▶ ASSIGNMENT
All entries below must be retyped exactly, though pictures are to be skipped.

---

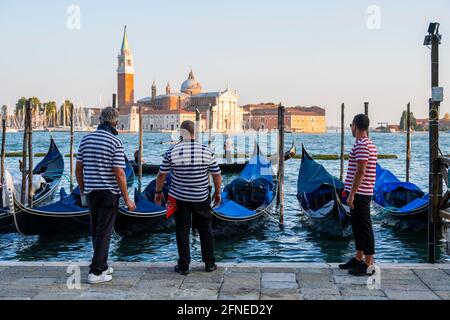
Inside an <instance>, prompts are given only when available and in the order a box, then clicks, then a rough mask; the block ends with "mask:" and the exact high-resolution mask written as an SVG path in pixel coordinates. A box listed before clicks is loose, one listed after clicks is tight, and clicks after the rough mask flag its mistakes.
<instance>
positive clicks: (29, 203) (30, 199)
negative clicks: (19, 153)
mask: <svg viewBox="0 0 450 320" xmlns="http://www.w3.org/2000/svg"><path fill="white" fill-rule="evenodd" d="M27 113H28V141H27V142H28V191H27V192H28V206H29V207H30V208H32V207H33V126H32V121H33V118H32V115H31V114H32V106H31V99H30V103H29V104H27Z"/></svg>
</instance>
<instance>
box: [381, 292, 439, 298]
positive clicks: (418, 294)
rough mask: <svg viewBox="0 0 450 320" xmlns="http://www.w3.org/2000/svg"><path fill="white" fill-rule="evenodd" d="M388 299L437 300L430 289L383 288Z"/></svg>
mask: <svg viewBox="0 0 450 320" xmlns="http://www.w3.org/2000/svg"><path fill="white" fill-rule="evenodd" d="M384 293H385V294H386V296H387V297H388V298H389V299H390V300H439V297H438V296H437V295H436V294H434V293H433V292H431V291H405V290H384Z"/></svg>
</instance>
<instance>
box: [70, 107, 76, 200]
mask: <svg viewBox="0 0 450 320" xmlns="http://www.w3.org/2000/svg"><path fill="white" fill-rule="evenodd" d="M70 108H71V110H70V192H72V191H73V171H74V170H73V127H74V121H73V115H74V109H75V108H74V107H73V103H71V104H70Z"/></svg>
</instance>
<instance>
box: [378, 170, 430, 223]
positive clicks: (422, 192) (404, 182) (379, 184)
mask: <svg viewBox="0 0 450 320" xmlns="http://www.w3.org/2000/svg"><path fill="white" fill-rule="evenodd" d="M373 202H374V203H375V206H376V207H378V209H380V210H381V211H382V213H383V224H384V225H386V226H389V227H393V228H395V229H399V230H405V231H422V230H425V229H426V228H427V222H428V204H429V196H428V194H427V193H425V192H423V191H422V190H421V189H420V188H419V187H418V186H416V185H415V184H413V183H410V182H402V181H400V180H399V179H398V178H397V177H396V176H395V175H394V174H393V173H392V172H391V171H389V170H387V169H385V168H383V167H382V166H380V165H379V164H377V180H376V183H375V188H374V196H373Z"/></svg>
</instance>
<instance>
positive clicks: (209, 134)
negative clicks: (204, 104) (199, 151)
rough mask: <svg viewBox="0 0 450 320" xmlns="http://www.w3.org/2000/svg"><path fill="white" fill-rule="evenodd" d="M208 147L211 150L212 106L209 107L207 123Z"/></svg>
mask: <svg viewBox="0 0 450 320" xmlns="http://www.w3.org/2000/svg"><path fill="white" fill-rule="evenodd" d="M208 122H209V123H208V129H209V131H208V147H209V148H211V144H212V127H213V111H212V104H210V105H209V121H208Z"/></svg>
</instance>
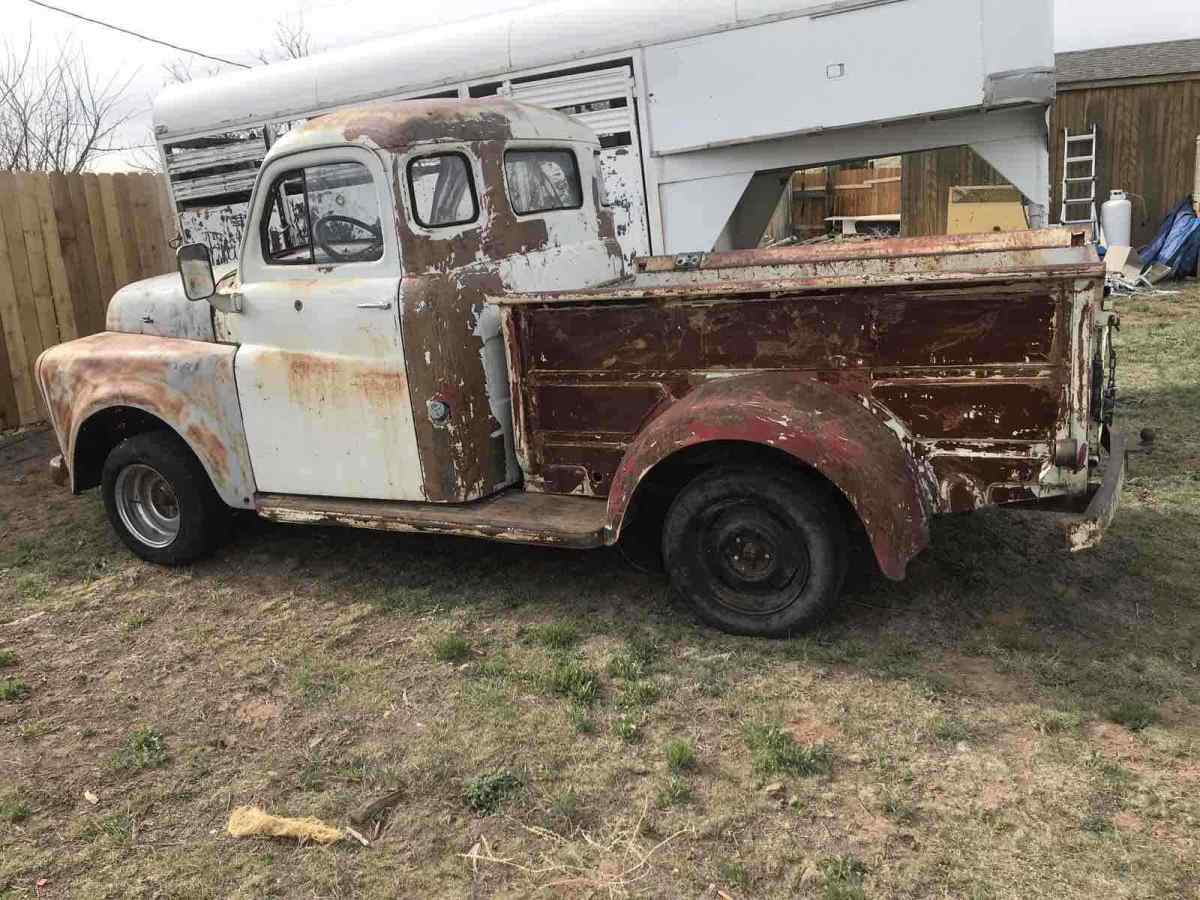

---

▶ RESPONSE AREA
Inside an <instance>, prompts are given only when available and in the order a box, then clicks, then a rough mask; the block ends with "mask:" and the exact high-resolution mask written as an SVG path in pixel coordinates. A box listed before clicks is loose, one listed after clicks is tight, and clicks after the rough mask flag its mistakes.
<instance>
positive clicks: (29, 203) (30, 199)
negative clicks: (19, 153)
mask: <svg viewBox="0 0 450 320" xmlns="http://www.w3.org/2000/svg"><path fill="white" fill-rule="evenodd" d="M27 113H28V141H27V142H28V191H27V192H28V206H29V207H30V208H32V207H33V126H32V121H33V118H32V115H31V114H32V106H31V99H30V103H29V104H27Z"/></svg>
</instance>
<instance>
box: [381, 292, 439, 298]
positive clicks: (418, 294)
rough mask: <svg viewBox="0 0 450 320" xmlns="http://www.w3.org/2000/svg"><path fill="white" fill-rule="evenodd" d="M388 299L437 300L430 289L383 288Z"/></svg>
mask: <svg viewBox="0 0 450 320" xmlns="http://www.w3.org/2000/svg"><path fill="white" fill-rule="evenodd" d="M384 293H385V294H386V296H387V297H388V298H389V299H390V300H439V297H438V296H437V295H436V294H434V293H433V292H431V291H405V290H384Z"/></svg>
</instance>
<instance>
box: [70, 107, 76, 200]
mask: <svg viewBox="0 0 450 320" xmlns="http://www.w3.org/2000/svg"><path fill="white" fill-rule="evenodd" d="M70 108H71V110H70V192H72V191H73V171H74V170H73V127H74V121H73V115H74V109H75V108H74V107H73V103H71V104H70Z"/></svg>
</instance>
<instance>
box: [378, 170, 430, 223]
positive clicks: (422, 192) (404, 182) (379, 184)
mask: <svg viewBox="0 0 450 320" xmlns="http://www.w3.org/2000/svg"><path fill="white" fill-rule="evenodd" d="M373 202H374V203H375V206H376V207H378V209H380V210H381V211H382V213H383V224H384V225H386V226H389V227H393V228H395V229H399V230H405V231H422V230H425V229H426V228H427V222H428V204H429V196H428V194H427V193H425V192H423V191H422V190H421V189H420V188H419V187H418V186H416V185H415V184H413V183H410V182H402V181H400V180H399V179H398V178H397V177H396V176H395V175H394V174H393V173H392V172H391V171H389V170H387V169H385V168H383V167H382V166H380V165H379V164H377V180H376V183H375V188H374V196H373Z"/></svg>
</instance>
<instance>
positive clicks: (209, 134)
negative clicks: (204, 104) (199, 151)
rough mask: <svg viewBox="0 0 450 320" xmlns="http://www.w3.org/2000/svg"><path fill="white" fill-rule="evenodd" d="M208 147L211 150L212 106L209 107L207 123Z"/></svg>
mask: <svg viewBox="0 0 450 320" xmlns="http://www.w3.org/2000/svg"><path fill="white" fill-rule="evenodd" d="M208 122H209V123H208V129H209V131H208V147H209V148H211V144H212V127H213V111H212V104H210V105H209V121H208Z"/></svg>
</instance>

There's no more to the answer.